● **Short exercise**
Render the records, from the line containing "For this dataset, tag each instance of the arid" down to and including the line containing "[[253, 161]]", as a Markdown table with the columns Row and Line. Give each line its row number and leave out blank lines.

● **Extracted data**
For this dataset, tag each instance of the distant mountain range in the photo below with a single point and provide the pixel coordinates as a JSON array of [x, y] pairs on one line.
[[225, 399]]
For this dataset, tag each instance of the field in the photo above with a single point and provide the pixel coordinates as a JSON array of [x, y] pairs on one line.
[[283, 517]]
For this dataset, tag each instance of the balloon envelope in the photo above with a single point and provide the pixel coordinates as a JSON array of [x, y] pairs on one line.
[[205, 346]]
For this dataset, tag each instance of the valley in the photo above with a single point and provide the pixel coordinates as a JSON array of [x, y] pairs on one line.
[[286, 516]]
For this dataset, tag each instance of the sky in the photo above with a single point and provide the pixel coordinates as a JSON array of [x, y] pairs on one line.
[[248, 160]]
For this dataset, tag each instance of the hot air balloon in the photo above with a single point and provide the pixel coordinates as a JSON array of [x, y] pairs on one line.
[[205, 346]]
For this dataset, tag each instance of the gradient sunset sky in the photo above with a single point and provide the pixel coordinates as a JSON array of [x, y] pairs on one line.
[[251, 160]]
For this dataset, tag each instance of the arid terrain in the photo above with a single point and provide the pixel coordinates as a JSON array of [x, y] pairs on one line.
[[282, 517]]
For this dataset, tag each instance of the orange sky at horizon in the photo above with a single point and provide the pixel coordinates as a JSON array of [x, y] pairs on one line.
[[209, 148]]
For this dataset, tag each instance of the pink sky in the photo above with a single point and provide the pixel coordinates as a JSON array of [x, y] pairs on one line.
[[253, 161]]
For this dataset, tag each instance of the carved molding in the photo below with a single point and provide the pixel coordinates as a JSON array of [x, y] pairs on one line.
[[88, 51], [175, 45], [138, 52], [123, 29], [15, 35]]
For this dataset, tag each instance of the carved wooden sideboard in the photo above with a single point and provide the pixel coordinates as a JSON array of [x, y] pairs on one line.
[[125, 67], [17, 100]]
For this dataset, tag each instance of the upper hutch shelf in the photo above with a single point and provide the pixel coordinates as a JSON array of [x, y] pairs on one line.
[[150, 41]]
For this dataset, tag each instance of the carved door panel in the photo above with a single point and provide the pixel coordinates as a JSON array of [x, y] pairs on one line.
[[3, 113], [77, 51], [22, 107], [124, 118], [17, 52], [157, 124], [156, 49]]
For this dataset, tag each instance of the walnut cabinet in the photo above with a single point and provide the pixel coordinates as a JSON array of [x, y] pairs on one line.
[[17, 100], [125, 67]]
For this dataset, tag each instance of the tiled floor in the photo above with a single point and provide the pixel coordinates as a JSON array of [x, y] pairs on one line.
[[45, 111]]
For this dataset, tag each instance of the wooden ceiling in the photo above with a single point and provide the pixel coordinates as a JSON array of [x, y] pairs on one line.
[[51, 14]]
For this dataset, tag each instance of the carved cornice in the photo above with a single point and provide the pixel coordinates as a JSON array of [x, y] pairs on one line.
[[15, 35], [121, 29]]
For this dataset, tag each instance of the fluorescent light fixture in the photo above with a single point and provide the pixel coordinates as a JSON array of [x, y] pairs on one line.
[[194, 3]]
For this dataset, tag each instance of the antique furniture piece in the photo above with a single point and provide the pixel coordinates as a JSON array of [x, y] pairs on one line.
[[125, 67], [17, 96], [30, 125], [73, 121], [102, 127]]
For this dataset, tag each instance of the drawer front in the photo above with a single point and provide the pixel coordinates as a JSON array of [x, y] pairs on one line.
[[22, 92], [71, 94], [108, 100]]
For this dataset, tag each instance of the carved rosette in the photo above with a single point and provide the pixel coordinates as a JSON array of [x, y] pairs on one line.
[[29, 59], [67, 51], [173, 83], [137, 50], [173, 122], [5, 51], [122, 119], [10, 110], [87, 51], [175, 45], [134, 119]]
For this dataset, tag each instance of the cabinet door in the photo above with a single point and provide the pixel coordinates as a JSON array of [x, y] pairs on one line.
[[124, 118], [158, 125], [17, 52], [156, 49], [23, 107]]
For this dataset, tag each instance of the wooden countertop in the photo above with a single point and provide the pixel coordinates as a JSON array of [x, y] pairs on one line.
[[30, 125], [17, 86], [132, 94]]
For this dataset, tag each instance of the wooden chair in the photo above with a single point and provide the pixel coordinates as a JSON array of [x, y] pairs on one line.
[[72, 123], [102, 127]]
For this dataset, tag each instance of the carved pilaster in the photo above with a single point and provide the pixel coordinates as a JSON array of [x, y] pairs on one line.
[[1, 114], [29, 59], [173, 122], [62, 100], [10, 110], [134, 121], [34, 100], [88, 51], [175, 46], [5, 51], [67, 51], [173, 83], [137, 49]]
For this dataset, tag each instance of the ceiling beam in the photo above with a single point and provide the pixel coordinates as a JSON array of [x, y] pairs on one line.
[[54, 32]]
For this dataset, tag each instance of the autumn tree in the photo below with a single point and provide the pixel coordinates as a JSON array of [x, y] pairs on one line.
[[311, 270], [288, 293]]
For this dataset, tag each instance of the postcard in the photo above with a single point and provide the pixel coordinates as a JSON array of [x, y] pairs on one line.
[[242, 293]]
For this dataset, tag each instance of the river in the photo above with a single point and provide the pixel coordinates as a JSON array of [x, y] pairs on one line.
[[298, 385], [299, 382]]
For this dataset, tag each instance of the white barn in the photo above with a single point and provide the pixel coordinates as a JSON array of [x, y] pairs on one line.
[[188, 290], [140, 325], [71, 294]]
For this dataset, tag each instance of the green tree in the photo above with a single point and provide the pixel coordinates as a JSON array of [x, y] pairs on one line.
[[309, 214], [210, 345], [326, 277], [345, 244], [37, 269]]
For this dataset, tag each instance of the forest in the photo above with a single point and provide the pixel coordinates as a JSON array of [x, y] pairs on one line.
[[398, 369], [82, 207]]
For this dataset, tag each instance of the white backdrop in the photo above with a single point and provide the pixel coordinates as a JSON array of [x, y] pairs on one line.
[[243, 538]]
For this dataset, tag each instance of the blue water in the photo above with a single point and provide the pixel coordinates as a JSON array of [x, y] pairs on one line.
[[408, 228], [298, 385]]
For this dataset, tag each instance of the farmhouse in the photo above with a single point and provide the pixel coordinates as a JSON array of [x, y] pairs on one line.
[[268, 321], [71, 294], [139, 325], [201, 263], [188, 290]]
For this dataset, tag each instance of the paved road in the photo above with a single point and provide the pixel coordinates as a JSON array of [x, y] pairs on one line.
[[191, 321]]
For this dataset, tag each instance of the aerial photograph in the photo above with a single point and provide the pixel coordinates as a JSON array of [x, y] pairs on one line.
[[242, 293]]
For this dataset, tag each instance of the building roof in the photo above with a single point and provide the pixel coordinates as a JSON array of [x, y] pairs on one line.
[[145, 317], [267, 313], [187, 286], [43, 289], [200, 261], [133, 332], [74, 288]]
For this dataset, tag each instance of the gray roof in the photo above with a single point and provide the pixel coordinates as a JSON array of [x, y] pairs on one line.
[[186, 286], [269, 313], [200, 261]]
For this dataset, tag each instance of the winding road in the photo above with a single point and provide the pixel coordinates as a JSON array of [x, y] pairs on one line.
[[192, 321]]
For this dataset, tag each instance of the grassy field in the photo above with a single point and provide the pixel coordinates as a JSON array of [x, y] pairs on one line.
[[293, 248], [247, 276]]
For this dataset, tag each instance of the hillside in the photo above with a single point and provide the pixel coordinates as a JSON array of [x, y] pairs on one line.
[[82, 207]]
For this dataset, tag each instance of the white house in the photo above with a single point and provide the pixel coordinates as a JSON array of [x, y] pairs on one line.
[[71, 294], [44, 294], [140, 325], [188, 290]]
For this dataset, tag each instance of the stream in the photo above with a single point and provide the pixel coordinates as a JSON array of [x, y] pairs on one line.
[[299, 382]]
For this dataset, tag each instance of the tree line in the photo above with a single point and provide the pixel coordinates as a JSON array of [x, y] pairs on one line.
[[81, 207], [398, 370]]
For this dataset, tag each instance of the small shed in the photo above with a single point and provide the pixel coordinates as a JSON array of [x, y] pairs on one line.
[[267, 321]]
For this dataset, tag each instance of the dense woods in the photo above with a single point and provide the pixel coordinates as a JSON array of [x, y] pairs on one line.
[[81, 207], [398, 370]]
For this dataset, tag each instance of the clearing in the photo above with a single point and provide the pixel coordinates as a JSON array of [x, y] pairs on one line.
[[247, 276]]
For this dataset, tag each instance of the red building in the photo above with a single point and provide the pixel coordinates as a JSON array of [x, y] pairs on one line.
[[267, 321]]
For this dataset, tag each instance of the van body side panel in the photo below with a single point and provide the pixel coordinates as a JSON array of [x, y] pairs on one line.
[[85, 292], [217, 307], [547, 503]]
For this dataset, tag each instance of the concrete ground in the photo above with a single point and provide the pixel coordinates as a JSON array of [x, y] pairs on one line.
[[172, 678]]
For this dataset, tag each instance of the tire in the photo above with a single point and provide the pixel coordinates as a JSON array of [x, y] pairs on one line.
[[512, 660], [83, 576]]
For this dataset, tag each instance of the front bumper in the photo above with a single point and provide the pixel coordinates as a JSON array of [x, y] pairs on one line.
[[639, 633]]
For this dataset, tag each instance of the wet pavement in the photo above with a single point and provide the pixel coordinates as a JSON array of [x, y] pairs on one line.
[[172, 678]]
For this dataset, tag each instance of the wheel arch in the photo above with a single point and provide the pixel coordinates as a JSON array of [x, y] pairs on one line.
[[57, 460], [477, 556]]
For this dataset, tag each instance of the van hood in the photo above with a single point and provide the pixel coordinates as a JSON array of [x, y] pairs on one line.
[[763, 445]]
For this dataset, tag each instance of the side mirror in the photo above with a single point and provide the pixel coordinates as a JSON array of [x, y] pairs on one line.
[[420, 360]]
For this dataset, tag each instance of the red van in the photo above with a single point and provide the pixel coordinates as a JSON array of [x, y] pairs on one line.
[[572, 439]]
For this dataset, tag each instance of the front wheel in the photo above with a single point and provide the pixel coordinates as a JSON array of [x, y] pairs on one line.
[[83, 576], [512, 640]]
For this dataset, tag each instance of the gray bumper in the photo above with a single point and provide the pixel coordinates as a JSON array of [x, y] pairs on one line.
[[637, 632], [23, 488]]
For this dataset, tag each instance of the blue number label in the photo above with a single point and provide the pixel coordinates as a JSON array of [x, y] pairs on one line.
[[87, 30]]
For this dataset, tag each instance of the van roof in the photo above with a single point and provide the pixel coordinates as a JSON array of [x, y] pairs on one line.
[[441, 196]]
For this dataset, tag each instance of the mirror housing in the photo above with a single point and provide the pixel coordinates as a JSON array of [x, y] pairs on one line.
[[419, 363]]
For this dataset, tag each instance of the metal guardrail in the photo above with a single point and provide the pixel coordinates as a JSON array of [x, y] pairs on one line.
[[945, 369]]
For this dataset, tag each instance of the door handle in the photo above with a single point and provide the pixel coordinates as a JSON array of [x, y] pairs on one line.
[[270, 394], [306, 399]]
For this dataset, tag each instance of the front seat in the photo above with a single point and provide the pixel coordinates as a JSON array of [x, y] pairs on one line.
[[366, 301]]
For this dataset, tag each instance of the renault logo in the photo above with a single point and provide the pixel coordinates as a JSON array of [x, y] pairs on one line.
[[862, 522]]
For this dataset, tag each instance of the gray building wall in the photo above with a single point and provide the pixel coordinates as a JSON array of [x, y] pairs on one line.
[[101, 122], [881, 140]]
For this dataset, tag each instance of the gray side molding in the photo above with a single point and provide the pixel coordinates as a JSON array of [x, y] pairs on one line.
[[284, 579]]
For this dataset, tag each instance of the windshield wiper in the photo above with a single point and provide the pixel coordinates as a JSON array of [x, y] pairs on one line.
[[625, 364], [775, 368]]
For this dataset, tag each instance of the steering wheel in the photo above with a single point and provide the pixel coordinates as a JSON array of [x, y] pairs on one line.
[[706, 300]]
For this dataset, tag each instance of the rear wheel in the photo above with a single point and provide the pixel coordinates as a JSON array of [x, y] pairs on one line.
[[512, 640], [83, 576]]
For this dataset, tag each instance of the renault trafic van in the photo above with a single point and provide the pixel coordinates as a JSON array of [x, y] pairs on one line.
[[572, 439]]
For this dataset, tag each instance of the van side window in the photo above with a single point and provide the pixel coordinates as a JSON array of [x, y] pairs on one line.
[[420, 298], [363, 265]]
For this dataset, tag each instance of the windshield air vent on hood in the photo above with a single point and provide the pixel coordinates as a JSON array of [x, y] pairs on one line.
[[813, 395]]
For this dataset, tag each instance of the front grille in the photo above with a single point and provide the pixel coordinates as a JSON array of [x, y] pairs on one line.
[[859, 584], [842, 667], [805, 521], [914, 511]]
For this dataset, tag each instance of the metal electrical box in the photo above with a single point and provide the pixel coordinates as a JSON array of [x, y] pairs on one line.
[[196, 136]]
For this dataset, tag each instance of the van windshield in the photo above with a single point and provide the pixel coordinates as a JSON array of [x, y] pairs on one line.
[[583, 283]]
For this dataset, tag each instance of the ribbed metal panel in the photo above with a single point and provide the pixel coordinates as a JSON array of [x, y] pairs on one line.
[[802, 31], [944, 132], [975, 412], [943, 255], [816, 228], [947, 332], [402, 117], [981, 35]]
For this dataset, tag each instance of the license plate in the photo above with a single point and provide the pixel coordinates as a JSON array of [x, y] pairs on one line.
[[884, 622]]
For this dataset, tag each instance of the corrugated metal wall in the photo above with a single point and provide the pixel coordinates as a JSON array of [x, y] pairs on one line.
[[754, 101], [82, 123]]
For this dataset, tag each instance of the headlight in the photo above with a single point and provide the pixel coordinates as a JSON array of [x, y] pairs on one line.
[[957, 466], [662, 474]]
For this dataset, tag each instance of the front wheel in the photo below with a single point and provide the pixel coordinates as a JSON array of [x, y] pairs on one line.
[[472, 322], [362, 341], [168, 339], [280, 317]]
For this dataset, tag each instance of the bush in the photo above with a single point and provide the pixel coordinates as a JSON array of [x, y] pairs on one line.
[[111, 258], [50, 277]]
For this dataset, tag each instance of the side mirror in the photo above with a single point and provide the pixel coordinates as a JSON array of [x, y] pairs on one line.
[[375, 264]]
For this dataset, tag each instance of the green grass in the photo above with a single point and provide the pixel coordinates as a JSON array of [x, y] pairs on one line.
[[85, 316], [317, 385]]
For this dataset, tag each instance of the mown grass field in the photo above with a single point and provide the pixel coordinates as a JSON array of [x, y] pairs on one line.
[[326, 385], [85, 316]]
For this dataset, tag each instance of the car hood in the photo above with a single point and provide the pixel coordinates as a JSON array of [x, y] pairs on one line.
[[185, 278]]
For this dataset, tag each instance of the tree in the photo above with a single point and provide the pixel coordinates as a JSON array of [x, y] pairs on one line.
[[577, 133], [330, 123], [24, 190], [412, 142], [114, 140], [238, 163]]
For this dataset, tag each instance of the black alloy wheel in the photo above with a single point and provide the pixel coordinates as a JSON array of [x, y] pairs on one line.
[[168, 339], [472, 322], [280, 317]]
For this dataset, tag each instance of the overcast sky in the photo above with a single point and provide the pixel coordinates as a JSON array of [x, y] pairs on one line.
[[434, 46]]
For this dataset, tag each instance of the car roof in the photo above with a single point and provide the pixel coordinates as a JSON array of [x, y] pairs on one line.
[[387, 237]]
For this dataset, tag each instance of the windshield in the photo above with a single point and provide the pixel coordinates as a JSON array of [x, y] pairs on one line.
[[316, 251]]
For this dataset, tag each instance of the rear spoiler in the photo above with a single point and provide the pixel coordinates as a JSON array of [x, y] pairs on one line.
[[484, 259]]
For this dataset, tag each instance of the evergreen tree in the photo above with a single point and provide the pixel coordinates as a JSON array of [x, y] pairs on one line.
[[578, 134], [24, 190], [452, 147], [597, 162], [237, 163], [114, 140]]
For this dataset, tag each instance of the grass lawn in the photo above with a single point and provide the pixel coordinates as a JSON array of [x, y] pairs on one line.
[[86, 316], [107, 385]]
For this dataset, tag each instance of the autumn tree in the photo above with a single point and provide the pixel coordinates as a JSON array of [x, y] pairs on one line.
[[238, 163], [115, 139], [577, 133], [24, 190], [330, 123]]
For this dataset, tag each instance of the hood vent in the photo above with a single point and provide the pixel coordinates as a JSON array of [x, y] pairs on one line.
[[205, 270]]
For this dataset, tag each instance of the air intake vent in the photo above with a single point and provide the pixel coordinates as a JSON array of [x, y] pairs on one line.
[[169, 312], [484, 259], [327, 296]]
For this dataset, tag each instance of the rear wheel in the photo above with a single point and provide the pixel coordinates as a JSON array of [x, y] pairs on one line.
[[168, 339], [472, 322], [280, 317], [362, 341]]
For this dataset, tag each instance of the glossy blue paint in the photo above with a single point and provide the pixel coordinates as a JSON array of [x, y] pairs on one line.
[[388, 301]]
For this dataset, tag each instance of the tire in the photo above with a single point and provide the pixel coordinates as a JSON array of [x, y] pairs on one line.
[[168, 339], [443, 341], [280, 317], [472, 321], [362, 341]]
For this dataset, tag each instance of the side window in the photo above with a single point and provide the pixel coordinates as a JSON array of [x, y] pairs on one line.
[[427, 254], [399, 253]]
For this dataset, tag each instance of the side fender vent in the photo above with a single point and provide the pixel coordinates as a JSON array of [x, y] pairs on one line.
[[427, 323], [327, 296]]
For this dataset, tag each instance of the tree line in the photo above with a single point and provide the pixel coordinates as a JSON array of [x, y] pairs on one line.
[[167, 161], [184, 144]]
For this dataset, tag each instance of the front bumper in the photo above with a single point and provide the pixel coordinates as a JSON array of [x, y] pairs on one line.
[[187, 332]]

● **Solution**
| Row | Line |
|---|---|
| 1 | For this dataset, tag each instance of the arid terrain in the photo above with a single point and provide the pixel coordinates as a JSON array of [x, y] pairs on one line. |
| 2 | [[282, 517]] |
| 3 | For this dataset, tag each instance of the orange sky at horizon in the photo above with a single point and provide the pixel coordinates as a JSON array of [x, y] pairs on one line. |
| 4 | [[209, 148]] |
| 5 | For this dataset, tag each instance of the pink sky in the photo above with a single point and provide the pixel coordinates as a JSON array of [x, y] pairs on one line. |
| 6 | [[253, 161]] |